> **EXERCISE OBJECTIVE**: Your task is to transcribe the entries below exactly, beginning with the line containing "Study the photo above. For every instance of the grass" and ending with the final line, and to add nothing else.

> **RECORDS TO PROCESS**:
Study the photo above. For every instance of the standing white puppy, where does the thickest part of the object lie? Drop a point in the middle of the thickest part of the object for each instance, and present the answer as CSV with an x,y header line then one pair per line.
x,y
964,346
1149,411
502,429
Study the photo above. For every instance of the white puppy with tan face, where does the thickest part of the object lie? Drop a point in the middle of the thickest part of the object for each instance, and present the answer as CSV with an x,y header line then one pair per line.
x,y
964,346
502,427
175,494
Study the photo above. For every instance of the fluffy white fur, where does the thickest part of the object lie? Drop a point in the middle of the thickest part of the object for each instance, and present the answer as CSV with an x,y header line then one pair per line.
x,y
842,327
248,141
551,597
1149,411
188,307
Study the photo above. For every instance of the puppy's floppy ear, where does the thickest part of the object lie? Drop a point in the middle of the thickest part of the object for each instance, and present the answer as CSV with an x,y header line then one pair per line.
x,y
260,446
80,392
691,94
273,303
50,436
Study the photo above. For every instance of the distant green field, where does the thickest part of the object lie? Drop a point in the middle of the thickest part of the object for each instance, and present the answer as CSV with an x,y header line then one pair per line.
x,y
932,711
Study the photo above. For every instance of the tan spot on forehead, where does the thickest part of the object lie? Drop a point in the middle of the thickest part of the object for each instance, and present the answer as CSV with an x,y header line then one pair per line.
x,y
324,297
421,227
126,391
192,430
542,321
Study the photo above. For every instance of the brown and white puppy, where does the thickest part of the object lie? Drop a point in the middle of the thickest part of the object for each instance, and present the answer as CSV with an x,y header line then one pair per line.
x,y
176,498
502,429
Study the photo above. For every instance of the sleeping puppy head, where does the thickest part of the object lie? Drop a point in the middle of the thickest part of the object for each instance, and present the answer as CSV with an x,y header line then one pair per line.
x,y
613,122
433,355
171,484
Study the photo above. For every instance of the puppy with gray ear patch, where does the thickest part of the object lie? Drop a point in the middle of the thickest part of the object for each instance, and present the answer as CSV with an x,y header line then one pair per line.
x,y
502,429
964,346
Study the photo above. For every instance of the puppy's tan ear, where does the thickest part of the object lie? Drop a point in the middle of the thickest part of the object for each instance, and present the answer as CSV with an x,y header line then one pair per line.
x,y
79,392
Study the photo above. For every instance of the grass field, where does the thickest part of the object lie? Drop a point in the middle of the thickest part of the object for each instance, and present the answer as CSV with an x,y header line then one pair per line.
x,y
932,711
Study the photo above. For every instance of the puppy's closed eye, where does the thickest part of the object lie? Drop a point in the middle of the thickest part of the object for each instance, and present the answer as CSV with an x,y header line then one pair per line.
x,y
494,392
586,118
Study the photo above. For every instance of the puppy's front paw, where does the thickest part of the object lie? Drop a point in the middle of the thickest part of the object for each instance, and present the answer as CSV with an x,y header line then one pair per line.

> **RESULT OF THIS TASK**:
Study the photo above. For every instance of the grass field, where does the thickest part of the object lie? Drop a point in the middle of the thickest part of the object for each instance, and present the answer as CSV with an x,y header line then one pair per line.
x,y
932,711
Study the photo above. For every instance of the puppy's closed eye, where does the thickest part of the object lie? Drop a point in the middle of the thickest part of the object for each instance, and present the answer as CSV with an x,y header line then one pair per line.
x,y
494,392
586,118
Study the photo above. For every instance of the puppy's front paw, where does the thickest part of the object lie? Drop a point in the middle of the thickest part of the object for each instance, and present the answer as CSV with an x,y header line then one pair per line.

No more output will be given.